Exercise A:
List every word or phrase that appears within quotation marks in the text about the Binghamton Neighborhood Project.
Exercise B:
Quote the section of the text about the Binghamton Neighborhood Project that begins with the words containing "The program works" and ends with "not very interested.)".
Exercise C:
Extend the text about the Binghamton Neighborhood Project, picking up after its final sentence.

Text passage:
/---

I heard an interesting story this weekend on NPR’s The State We’re In. In “Street Warriors”, host Jonathan Groubert talks to evolutionary biologist David Sloan Wilson about The Binghamton Neighborhood Project in Binghamton, New York. Wilson mentions that residents of Binghamton, himself included, don’t really have a great sense of community and the city has a poor sense of “self esteem.” Based on the concept of urban evolution, The Binghamton Neighborhood Project recognized the need for a community to work together to be productive and grow.
The program works by taking advantage of both group cooperation and competition. One project was designed as a neighborhood competition called “Design Your Own Park” and encouraged community input for designing and constructing a park on unused public property. The winning design came from one of the participants. The input from residents gave them a sense of ownership and involvement. (Perhaps not very surprisingly, the more affluent neighborhoods were not very interested.)

\---

(Dataset entries)

/---

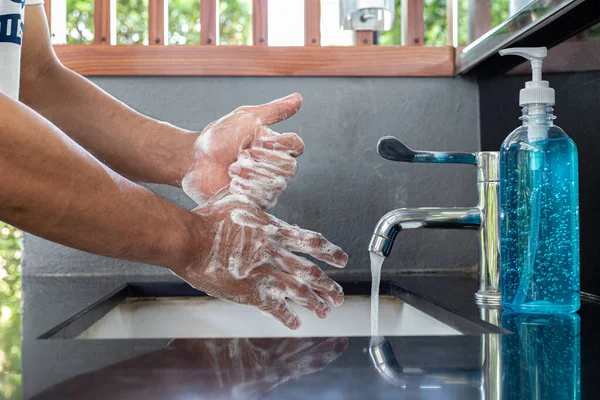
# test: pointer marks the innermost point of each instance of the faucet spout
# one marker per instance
(484, 217)
(414, 218)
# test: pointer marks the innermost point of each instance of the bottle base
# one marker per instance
(542, 307)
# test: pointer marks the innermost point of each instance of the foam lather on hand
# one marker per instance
(248, 258)
(262, 172)
(240, 169)
(264, 159)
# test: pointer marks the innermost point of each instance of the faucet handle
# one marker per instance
(393, 149)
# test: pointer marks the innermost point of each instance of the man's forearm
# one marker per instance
(137, 146)
(53, 188)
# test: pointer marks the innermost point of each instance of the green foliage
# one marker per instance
(80, 21)
(132, 21)
(184, 22)
(394, 35)
(235, 22)
(10, 312)
(434, 19)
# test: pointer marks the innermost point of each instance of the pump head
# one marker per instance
(536, 90)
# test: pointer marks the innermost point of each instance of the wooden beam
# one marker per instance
(364, 38)
(102, 21)
(413, 30)
(48, 10)
(479, 18)
(260, 36)
(208, 22)
(98, 60)
(156, 21)
(312, 22)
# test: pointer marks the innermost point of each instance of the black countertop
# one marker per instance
(547, 357)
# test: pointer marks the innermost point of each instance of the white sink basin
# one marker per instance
(207, 317)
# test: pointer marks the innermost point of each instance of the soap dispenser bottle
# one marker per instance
(539, 206)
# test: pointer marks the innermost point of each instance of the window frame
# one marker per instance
(208, 59)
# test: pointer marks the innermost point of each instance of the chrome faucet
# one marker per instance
(484, 217)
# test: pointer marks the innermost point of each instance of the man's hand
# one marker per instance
(247, 256)
(262, 153)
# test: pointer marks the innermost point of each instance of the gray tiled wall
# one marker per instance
(342, 187)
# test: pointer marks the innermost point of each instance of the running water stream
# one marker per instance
(376, 263)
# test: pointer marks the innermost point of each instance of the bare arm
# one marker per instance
(53, 188)
(129, 142)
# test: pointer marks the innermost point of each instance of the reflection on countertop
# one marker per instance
(546, 357)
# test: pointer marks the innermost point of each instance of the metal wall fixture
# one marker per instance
(367, 15)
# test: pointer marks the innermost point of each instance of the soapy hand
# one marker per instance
(241, 149)
(247, 257)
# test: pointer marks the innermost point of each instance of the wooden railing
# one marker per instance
(364, 59)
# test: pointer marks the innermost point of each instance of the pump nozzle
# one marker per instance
(536, 90)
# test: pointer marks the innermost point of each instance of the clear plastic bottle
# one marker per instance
(539, 218)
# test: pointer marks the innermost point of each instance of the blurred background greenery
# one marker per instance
(10, 312)
(235, 22)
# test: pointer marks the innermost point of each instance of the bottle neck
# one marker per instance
(537, 114)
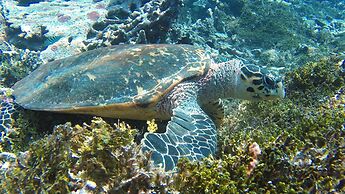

\---

Answer area A:
"Street Warriors"
"self esteem"
"Design Your Own Park"

Answer area B:
The program works by taking advantage of both group cooperation and competition. One project was designed as a neighborhood competition called “Design Your Own Park” and encouraged community input for designing and constructing a park on unused public property. The winning design came from one of the participants. The input from residents gave them a sense of ownership and involvement. (Perhaps not very surprisingly, the more affluent neighborhoods were not very interested.)

Answer area C:
The group concept was also applied to a group of at-risk high school students with good results.
The entire piece is about 17 minutes long and very much worth the listen.
Also, he talks about religion and ants.
Have you heard of community projects like this? Can these kinds of projects really save failing communities?
I really like the idea of involving kids in this kind of thing – the most likely / frequent end users in the case of a park. The interesting piece then is what happens over time…are the residents more invested in the project and more likely to maintain it’s cleanliness, etc.